> **Page extract**
The code I'm working on uses manual reference counting and, as such, in case the remove_if predicate will return true, it'll decrement and delete the underlying object reference. The obvious catch being that this will only work if the remove_if predicate is only called once for each element, otherwise subsequent calls will be accessing a deleted object. Something tells me this isn't guaranteed to be OK and there will come a point where the same element will be passed to the remove_if predicate twice for a single remove_if call.

If you had some kind of crazy datastructure that implemented iterators and say, randomly selected an entry for each iterator increment until it (randomly) came upon the end iterator, I could see how this would fail. But for straight-forward, standardized structures like deque, vector, and list, can a single element be passed multiple times to the predicate?

> **Given exercise 1**
Locate each line in the records below that contains the word "every" and copy those lines out.

> **Task inputs**

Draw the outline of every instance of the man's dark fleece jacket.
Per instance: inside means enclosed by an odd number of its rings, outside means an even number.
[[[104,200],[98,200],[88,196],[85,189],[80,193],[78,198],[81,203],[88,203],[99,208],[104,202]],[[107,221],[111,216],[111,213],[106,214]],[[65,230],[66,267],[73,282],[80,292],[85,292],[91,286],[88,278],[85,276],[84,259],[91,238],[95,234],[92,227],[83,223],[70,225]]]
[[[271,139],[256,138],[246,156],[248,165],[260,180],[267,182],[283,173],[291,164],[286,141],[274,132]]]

---

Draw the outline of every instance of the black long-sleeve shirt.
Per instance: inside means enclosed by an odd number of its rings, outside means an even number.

...

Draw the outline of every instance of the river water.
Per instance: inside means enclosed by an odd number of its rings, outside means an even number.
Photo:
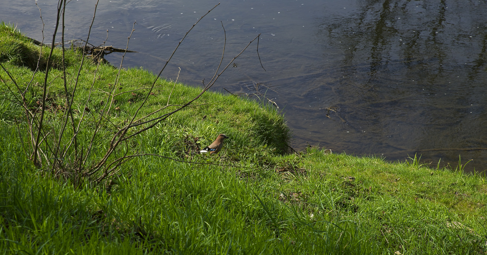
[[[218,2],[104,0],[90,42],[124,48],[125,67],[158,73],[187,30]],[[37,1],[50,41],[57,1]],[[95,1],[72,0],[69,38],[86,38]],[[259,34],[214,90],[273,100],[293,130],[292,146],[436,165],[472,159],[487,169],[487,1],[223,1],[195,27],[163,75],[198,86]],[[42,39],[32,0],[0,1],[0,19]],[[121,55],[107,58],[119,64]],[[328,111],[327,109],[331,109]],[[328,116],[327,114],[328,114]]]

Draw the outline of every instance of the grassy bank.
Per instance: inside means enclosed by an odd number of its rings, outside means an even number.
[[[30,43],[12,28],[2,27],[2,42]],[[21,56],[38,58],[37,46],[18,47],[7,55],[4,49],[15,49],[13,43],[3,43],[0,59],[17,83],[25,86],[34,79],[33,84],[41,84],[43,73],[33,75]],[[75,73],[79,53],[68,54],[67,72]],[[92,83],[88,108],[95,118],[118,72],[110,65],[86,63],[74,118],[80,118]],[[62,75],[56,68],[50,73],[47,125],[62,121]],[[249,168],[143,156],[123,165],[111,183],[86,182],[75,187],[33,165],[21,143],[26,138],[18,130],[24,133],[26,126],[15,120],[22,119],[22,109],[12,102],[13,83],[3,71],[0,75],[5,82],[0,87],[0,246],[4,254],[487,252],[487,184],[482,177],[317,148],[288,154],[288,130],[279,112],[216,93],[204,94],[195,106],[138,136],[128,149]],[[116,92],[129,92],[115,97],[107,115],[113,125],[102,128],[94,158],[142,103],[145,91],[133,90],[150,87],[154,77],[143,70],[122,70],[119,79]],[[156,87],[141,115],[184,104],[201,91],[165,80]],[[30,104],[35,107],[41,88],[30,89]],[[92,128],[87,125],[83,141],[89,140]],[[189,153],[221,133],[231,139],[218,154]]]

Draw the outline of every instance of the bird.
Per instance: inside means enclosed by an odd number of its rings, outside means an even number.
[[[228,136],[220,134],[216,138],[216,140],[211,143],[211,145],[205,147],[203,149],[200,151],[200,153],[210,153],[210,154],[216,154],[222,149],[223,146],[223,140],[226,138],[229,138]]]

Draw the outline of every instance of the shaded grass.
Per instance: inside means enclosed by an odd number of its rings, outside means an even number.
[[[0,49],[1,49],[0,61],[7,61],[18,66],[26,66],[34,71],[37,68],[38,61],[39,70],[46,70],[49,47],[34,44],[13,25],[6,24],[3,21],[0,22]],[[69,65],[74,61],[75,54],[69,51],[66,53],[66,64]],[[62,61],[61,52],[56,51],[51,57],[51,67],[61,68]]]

> **Given exercise 2**
According to the remove_if text above, what kind of reference counting does the code being worked on use?

> **Correct result 1**
Draw the outline of every instance of the man's dark fleece jacket.
Draw the outline of every instance of the black long-sleeve shirt.
Draw the outline of every instance of the river water.
Draw the outline of every instance of the grassy bank.
Draw the outline of every instance of the bird.
Draw the outline of every instance of the shaded grass.

> **Correct result 2**
Manual reference counting.